## What you need to do
Can you render the records, starting with the line containing "Target: fishing reel" and going on through the end of the records, as a two-column CSV with the columns prompt_text and answer? Use one row per record, put each record's text and its answer in separate quoted fields, and replace line breaks with spaces.

## Data shown
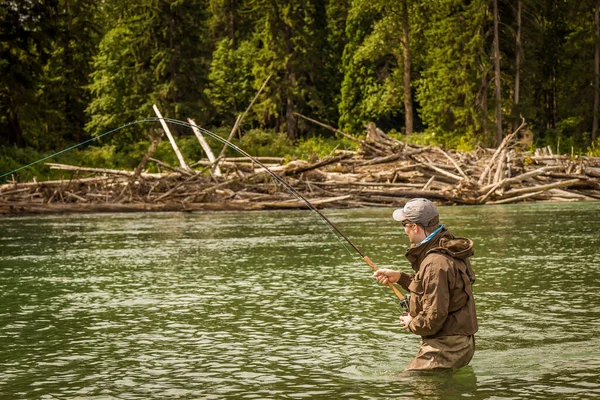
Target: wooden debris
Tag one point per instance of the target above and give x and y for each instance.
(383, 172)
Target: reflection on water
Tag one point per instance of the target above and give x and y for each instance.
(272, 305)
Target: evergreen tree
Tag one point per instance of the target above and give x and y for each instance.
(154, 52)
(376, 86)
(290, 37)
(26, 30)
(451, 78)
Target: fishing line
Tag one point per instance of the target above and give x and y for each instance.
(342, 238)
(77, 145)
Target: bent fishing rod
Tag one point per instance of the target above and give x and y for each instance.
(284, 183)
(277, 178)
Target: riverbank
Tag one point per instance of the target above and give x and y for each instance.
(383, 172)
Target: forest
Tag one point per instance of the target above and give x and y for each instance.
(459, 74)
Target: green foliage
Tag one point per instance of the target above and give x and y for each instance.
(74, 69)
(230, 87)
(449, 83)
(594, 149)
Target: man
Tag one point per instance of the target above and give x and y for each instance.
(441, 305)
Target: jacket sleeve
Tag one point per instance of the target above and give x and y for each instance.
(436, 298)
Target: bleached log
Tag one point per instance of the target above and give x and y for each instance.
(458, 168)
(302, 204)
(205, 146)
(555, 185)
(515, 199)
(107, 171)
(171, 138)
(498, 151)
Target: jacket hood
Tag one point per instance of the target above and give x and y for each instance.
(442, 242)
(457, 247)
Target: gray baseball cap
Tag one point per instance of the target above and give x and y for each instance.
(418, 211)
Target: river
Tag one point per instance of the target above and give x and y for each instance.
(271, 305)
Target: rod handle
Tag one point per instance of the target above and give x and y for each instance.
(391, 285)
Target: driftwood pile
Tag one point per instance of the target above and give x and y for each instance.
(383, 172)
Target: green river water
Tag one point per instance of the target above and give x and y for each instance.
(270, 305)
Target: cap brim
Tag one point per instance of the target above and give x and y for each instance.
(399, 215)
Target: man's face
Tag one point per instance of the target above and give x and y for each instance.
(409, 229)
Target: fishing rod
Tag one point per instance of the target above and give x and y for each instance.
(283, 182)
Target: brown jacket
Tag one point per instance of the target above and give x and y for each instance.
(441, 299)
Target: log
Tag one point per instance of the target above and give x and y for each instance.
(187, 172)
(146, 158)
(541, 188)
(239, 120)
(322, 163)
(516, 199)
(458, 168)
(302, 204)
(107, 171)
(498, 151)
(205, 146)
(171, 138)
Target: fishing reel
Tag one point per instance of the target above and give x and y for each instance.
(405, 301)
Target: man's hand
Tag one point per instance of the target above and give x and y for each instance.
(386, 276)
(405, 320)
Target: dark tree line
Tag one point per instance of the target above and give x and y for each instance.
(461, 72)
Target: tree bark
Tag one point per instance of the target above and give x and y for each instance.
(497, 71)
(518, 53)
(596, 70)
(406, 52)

## Exercise response
prompt_text,answer
"Target: fishing reel Tag one point per instance of the target above and give x and y for each instance.","(405, 301)"
"Target: man's hand Tag one point per instance of the target above and give x and y for each instance.","(386, 276) (405, 320)"
"Target: dark tree line Tag one point per instance of the target above and give x and y for each instance.","(461, 72)"
"Target: tree bark Tag one point per instance of the target above and give x and y for each instance.","(497, 71) (518, 53) (596, 70) (406, 52)"